Task goal -> Starting at the first line and ending at the line that contains "x=512 y=717", write out only those lines in full, offsetting each coordinate in the answers by adding 133.

** Begin Data provided **

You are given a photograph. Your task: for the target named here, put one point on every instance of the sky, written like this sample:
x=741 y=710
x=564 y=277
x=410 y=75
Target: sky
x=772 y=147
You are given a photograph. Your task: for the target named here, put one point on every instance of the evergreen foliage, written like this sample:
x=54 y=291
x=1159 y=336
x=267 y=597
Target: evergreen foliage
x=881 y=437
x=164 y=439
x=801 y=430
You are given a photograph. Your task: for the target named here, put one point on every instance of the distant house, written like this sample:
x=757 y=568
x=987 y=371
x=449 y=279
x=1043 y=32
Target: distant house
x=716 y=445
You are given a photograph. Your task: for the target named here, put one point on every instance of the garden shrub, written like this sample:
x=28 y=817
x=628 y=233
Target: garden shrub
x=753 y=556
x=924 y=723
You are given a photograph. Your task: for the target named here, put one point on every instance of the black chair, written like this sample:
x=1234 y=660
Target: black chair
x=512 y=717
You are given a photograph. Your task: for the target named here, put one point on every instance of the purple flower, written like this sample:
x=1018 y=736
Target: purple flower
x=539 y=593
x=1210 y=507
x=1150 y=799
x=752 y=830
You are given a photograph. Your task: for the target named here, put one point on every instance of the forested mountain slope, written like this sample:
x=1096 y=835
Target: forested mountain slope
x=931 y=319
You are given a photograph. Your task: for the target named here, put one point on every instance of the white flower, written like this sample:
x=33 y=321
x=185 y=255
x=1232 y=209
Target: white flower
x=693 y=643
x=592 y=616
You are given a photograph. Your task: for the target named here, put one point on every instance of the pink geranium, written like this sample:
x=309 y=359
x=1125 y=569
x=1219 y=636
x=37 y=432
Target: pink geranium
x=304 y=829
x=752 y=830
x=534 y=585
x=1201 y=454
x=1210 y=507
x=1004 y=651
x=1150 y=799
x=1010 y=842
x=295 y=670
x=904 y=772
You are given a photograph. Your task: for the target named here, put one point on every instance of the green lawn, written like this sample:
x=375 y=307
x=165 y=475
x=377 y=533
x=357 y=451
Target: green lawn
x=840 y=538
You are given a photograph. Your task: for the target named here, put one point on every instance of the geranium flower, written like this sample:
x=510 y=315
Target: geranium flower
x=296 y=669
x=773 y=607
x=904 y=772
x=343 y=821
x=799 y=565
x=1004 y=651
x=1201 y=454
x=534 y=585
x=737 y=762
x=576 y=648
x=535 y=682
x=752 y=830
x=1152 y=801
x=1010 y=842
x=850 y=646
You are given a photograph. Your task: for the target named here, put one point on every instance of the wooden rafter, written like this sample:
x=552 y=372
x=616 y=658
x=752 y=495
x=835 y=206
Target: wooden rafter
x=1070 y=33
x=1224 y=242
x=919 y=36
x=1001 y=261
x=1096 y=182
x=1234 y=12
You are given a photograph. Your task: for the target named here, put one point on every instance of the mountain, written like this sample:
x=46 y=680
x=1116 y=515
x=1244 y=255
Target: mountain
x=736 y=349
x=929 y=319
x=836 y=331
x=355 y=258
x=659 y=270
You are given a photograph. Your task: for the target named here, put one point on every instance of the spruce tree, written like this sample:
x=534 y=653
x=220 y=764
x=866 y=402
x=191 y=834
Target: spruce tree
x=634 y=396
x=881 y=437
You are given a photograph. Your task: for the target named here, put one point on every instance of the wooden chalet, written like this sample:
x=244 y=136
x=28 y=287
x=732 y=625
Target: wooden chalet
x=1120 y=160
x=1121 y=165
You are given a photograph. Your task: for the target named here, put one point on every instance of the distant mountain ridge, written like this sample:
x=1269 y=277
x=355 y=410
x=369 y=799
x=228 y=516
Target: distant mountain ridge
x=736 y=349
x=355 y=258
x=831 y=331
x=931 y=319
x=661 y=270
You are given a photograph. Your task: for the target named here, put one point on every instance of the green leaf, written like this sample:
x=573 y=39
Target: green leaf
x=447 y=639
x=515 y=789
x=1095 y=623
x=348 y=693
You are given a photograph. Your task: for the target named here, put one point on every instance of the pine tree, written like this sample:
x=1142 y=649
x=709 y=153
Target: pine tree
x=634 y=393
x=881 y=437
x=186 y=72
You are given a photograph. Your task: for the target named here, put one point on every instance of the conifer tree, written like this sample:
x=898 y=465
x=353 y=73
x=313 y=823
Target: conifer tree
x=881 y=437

** End Data provided **

Solution to the exercise ->
You are given a photograph. Your task: for the target named here, put one point on every instance of the sky, written like this sample:
x=741 y=710
x=564 y=277
x=410 y=75
Target: sky
x=905 y=280
You are given a photograph. Your task: for the target named here, put one point on every instance of the evergreen foliage, written like this sample:
x=54 y=291
x=1159 y=336
x=267 y=597
Target: evergreen foliage
x=1014 y=570
x=297 y=572
x=934 y=563
You are given a photograph. Your task: for the target named here, put one point on every instance of the distant house, written like this sample:
x=757 y=568
x=987 y=371
x=449 y=279
x=1043 y=32
Target: distant house
x=849 y=578
You are given a photograph. Your task: for the target named here, put one point on every instance of the garden shrub, written like this sample:
x=28 y=817
x=628 y=233
Target: garden shrub
x=886 y=689
x=1057 y=856
You are given a photograph. Your task: for the target named here, put one point on every instance of the black chair, written like this sample:
x=1234 y=660
Target: black chair
x=645 y=850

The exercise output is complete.